__Exercise details__. Resume the news article below on SARS-CoV-2 infection during pregnancy and children's brain development, writing onward from its final sentence.

__Passage to read__.

Will SARS-CoV-2 During Pregnancy Impact Child's Neurodevelopment?

March 16, 2023

AUCD's network of Intellectual and Developmental Disability Research Centers (IDDRCs) consists of 16 Centers. Fifteen Centers currently receive funding from the Eunice Kennedy Shriver National Institute for Child Health and Human Development (NICHD). IDDRCs contribute to the development and implementation of evidence-based practices by evaluating the effectiveness of biological, biochemical, and behavioral interventions; developing assistive technologies; and advancing prenatal diagnosis and newborn screening.

Scientists led by the Lieber Institute for Brain Development are studying how a mother’s SARS-CoV-2 infection during pregnancy affects the biology of the placenta and the corresponding trajectory of the child’s brain development, including the risk for neurodevelopmental disorders such as schizophrenia and autism. The project stems from a collaboration between the Lieber Institute for Brain Development on the Johns Hopkins medical campus in Baltimore, Children’s National Hospital in Washington, D.C., and the Women’s Health Integrated Research Center at Inova Health System in Virginia.

__Data shown__.

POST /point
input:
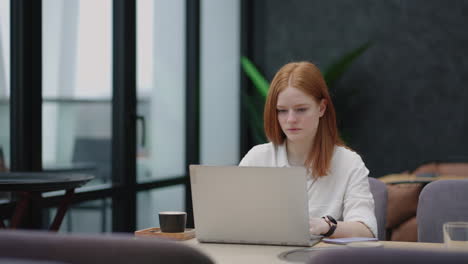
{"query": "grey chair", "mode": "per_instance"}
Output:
(96, 151)
(379, 191)
(86, 249)
(440, 202)
(387, 256)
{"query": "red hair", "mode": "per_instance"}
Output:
(306, 77)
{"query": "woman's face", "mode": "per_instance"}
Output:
(298, 115)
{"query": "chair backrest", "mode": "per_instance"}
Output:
(84, 249)
(388, 256)
(441, 202)
(97, 151)
(379, 191)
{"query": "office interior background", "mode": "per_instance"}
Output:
(402, 100)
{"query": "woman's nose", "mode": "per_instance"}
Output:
(291, 117)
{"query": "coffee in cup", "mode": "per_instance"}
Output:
(172, 221)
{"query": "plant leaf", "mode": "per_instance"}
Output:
(260, 83)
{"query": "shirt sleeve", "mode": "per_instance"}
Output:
(358, 200)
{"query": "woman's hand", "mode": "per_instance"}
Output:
(318, 226)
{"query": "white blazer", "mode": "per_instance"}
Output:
(344, 193)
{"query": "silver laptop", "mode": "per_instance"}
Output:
(251, 205)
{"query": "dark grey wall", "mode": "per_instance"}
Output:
(412, 82)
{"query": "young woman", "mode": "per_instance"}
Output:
(300, 122)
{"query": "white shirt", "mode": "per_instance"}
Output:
(344, 193)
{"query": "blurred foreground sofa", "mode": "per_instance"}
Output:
(403, 199)
(88, 249)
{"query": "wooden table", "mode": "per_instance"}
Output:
(236, 253)
(413, 178)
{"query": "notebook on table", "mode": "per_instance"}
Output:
(251, 205)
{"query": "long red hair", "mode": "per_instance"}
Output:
(306, 77)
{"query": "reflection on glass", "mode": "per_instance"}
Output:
(161, 88)
(150, 203)
(87, 217)
(77, 49)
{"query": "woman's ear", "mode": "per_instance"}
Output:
(322, 107)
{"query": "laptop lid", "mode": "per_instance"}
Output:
(252, 205)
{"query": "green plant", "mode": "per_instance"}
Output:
(254, 103)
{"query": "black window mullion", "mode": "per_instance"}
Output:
(26, 85)
(124, 115)
(192, 114)
(26, 93)
(246, 50)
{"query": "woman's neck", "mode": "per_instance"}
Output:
(297, 152)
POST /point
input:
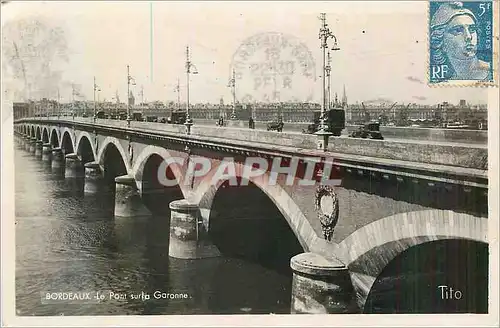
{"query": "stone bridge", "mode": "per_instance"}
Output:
(393, 195)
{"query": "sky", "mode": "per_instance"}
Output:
(382, 56)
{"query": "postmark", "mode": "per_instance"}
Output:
(461, 43)
(273, 67)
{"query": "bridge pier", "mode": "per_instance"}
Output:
(38, 148)
(73, 166)
(57, 158)
(128, 202)
(27, 143)
(320, 285)
(93, 178)
(188, 239)
(46, 152)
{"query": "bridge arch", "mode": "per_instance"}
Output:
(104, 147)
(54, 138)
(85, 147)
(371, 248)
(112, 160)
(300, 226)
(140, 163)
(45, 135)
(67, 142)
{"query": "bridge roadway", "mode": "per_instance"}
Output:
(395, 194)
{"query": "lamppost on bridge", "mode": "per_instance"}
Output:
(178, 91)
(96, 88)
(189, 66)
(328, 69)
(58, 104)
(73, 101)
(129, 79)
(324, 35)
(232, 85)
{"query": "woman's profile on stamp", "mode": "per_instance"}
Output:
(454, 44)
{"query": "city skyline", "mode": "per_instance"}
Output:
(375, 61)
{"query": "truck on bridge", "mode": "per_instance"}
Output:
(335, 120)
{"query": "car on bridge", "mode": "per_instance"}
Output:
(275, 126)
(368, 130)
(335, 120)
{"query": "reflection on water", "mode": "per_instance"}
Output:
(68, 241)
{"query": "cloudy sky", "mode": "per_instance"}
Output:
(53, 45)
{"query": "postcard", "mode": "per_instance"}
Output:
(250, 163)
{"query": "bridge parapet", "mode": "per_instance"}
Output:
(403, 153)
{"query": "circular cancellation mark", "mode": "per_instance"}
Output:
(273, 67)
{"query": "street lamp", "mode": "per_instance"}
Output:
(232, 84)
(190, 68)
(324, 35)
(129, 79)
(96, 88)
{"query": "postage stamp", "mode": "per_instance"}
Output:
(273, 67)
(461, 43)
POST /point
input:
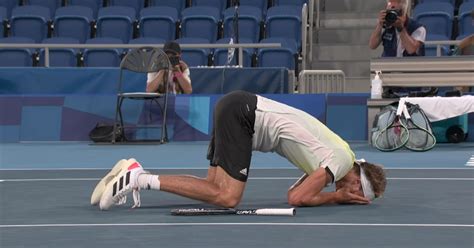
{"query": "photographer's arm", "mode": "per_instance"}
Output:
(183, 80)
(155, 83)
(376, 36)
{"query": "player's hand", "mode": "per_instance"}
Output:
(382, 15)
(347, 197)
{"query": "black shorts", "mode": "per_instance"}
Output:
(233, 129)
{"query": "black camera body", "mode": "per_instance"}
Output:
(174, 60)
(392, 16)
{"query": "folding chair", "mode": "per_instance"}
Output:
(142, 60)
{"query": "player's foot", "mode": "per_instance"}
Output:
(100, 187)
(122, 184)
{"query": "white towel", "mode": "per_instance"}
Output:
(440, 108)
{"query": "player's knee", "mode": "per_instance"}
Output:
(228, 200)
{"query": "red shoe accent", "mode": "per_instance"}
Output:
(133, 166)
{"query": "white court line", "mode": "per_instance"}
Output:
(250, 178)
(238, 224)
(470, 162)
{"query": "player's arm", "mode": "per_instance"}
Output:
(307, 190)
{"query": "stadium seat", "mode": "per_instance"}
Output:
(147, 40)
(466, 26)
(116, 22)
(103, 57)
(250, 19)
(289, 2)
(3, 17)
(179, 5)
(159, 22)
(284, 22)
(430, 50)
(200, 22)
(16, 56)
(73, 22)
(452, 2)
(95, 5)
(9, 5)
(437, 17)
(219, 4)
(195, 56)
(31, 22)
(260, 4)
(60, 57)
(221, 54)
(136, 4)
(52, 5)
(278, 57)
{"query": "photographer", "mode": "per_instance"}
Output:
(400, 35)
(178, 78)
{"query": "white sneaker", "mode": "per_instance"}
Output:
(123, 183)
(100, 187)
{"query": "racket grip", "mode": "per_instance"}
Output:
(276, 211)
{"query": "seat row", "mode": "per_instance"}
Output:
(111, 57)
(179, 5)
(154, 22)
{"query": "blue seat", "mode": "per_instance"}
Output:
(16, 56)
(452, 2)
(221, 54)
(260, 4)
(103, 57)
(195, 56)
(147, 40)
(466, 26)
(284, 56)
(289, 2)
(250, 19)
(116, 22)
(60, 57)
(95, 5)
(179, 5)
(3, 16)
(200, 22)
(30, 22)
(437, 17)
(284, 22)
(159, 22)
(136, 4)
(430, 50)
(73, 22)
(52, 5)
(9, 5)
(219, 4)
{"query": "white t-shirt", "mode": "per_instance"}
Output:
(300, 138)
(419, 34)
(172, 87)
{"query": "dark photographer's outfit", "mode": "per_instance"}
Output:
(392, 48)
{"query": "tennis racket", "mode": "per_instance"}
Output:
(231, 211)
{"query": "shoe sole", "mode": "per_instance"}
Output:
(122, 168)
(100, 187)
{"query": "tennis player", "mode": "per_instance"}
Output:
(244, 122)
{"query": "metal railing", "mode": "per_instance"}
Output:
(47, 47)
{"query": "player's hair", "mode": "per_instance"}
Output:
(375, 174)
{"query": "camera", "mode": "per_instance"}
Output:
(174, 60)
(392, 16)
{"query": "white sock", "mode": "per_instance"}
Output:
(149, 181)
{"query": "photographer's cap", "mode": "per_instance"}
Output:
(172, 47)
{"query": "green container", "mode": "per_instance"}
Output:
(440, 128)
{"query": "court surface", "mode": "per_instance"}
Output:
(45, 193)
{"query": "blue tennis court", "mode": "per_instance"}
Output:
(46, 189)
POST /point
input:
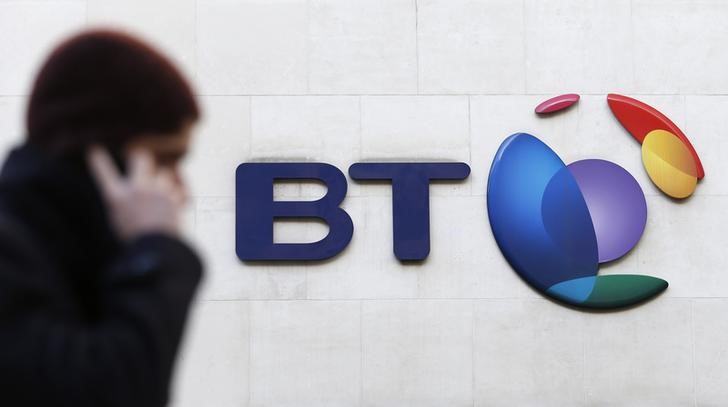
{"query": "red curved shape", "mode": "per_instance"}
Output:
(557, 103)
(639, 118)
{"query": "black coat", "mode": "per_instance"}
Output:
(85, 320)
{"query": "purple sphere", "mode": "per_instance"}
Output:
(616, 204)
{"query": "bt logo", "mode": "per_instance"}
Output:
(554, 223)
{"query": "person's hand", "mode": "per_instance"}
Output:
(146, 201)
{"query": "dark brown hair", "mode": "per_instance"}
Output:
(106, 87)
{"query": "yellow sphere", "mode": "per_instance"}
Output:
(669, 164)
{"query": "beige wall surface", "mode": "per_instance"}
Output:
(353, 80)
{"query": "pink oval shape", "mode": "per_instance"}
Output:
(557, 103)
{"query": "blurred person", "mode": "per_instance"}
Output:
(95, 282)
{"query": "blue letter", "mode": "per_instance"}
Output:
(256, 210)
(410, 199)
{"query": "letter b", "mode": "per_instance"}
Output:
(256, 211)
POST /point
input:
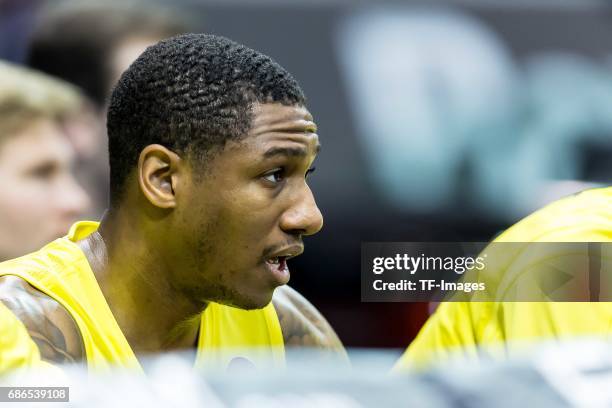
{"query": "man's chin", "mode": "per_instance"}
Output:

__Written response__.
The big picture

The group aims for a clearer picture of how a mother’s SARS-CoV-2 infection during pregnancy affects neurodevelopment in utero, the effects of which may manifest early in a child’s life. The researchers hope to understand how the infection interacts with other factors relevant to brain development, including genomic risk for neurodevelopmental disorders, maternal stress and social determinants of health.

The team will study whether the relationship between maternal SARS-CoV-2 infection and offspring brain development is mediated by changes in the biology of the placenta and the activation of the mother’s immune system. They will also gauge any differences in the effects of SARS-CoV-2 between female and male children and in the offspring of vaccinated and unvaccinated mothers.

Why it matters

Preliminary data show that pregnant people with symptomatic SARS-CoV-2 infections are more likely to have a preterm delivery, abnormalities in the placenta and prenatal and perinatal complications such as preeclampsia and fetal growth restriction. All these complications have been found to increase a child’s risk of neurodevelopmental disorders later in life.

What we hope to discover

Sarah Mulkey, MD, prenatal-neonatal neurologist at Children’s National, will lead the neurodevelopmental evaluations of the infants born to mothers with SARS-CoV-2 infection during pregnancy to understand any long-term neurological effects in offspring. The researchers will evaluate the children’s neurodevelopment at both 24 and 36 months of age. This work builds upon Dr. Mulkey’s longitudinal neurodevelopmental evaluations in children exposed to Zika virus in utero.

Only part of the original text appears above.